• **TASK PROMPT**
Reproduce verbatim the part of the material below that opens with the line containing "Category: brown foliage" and closes with the material's last line, both ends included.

• **MATERIAL TO PROCESS**
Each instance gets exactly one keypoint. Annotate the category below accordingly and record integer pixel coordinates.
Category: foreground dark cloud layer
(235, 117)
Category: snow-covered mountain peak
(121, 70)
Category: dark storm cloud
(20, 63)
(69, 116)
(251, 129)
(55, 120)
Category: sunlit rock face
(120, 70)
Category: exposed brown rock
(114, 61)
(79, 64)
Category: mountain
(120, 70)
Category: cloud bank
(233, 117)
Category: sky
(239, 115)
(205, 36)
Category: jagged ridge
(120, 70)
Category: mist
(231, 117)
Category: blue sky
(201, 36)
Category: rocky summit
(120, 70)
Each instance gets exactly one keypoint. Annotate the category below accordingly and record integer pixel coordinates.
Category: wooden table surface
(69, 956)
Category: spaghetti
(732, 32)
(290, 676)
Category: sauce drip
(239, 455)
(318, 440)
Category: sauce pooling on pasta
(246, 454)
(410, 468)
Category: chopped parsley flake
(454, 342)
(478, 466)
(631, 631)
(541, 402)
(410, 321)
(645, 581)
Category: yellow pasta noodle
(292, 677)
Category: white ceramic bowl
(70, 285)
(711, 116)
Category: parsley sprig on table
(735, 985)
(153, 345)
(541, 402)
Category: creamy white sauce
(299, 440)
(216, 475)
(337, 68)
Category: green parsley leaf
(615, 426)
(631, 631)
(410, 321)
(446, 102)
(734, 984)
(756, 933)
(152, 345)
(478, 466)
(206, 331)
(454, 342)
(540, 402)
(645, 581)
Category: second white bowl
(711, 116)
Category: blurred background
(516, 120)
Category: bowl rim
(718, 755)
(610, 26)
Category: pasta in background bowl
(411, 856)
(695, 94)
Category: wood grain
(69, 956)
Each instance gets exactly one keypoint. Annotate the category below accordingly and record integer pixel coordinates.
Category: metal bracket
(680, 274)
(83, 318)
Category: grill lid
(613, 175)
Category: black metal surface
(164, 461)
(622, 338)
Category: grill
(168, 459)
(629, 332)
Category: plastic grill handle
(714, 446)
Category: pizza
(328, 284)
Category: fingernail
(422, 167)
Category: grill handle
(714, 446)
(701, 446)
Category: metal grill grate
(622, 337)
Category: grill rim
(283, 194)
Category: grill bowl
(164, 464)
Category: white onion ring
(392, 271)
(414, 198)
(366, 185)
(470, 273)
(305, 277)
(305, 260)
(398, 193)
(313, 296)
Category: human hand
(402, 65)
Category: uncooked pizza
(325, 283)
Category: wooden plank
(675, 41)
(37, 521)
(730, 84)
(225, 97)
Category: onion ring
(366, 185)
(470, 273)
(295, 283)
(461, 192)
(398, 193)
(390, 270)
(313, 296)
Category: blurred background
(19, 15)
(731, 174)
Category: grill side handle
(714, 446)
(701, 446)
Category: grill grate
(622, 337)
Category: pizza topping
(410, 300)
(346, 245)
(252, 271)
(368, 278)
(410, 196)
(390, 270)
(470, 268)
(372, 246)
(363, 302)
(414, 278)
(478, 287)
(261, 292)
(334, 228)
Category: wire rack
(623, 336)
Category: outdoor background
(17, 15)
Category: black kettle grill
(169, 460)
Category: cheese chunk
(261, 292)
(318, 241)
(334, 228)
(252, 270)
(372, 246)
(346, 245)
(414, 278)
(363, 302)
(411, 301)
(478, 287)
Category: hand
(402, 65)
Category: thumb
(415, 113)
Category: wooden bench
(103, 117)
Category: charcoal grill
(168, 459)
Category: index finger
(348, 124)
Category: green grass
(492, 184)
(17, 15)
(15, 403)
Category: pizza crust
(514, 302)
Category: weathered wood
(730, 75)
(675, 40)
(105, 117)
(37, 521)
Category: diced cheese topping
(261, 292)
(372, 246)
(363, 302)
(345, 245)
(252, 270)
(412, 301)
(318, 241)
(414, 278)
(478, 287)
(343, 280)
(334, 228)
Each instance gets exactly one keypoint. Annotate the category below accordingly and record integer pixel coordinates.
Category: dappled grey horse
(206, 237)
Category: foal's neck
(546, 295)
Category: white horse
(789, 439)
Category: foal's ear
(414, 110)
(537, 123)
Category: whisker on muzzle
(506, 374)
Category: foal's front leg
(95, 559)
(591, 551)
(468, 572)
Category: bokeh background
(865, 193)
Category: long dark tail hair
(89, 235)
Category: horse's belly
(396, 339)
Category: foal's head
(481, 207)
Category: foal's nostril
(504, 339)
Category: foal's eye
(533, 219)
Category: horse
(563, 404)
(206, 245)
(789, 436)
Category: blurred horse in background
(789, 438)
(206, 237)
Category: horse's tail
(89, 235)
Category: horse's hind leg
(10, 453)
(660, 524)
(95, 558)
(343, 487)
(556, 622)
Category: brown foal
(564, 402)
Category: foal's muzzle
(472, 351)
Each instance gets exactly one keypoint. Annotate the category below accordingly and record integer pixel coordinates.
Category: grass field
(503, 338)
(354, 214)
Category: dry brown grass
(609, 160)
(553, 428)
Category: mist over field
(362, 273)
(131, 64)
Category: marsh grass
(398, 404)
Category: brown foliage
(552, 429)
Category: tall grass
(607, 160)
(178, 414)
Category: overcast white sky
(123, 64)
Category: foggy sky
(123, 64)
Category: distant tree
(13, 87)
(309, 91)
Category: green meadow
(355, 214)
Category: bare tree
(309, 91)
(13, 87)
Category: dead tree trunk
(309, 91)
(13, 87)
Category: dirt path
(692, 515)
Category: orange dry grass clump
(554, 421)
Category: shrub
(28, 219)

• **FULL SOLUTION**
Category: brown foliage
(552, 429)
Category: tall grass
(607, 160)
(178, 414)
Category: overcast white sky
(123, 64)
Category: foggy sky
(123, 64)
Category: distant tree
(13, 87)
(309, 91)
Category: green meadow
(355, 214)
Category: bare tree
(309, 91)
(13, 87)
Category: dead tree trunk
(309, 91)
(13, 87)
Category: dirt path
(692, 515)
Category: orange dry grass clump
(554, 421)
Category: shrub
(28, 219)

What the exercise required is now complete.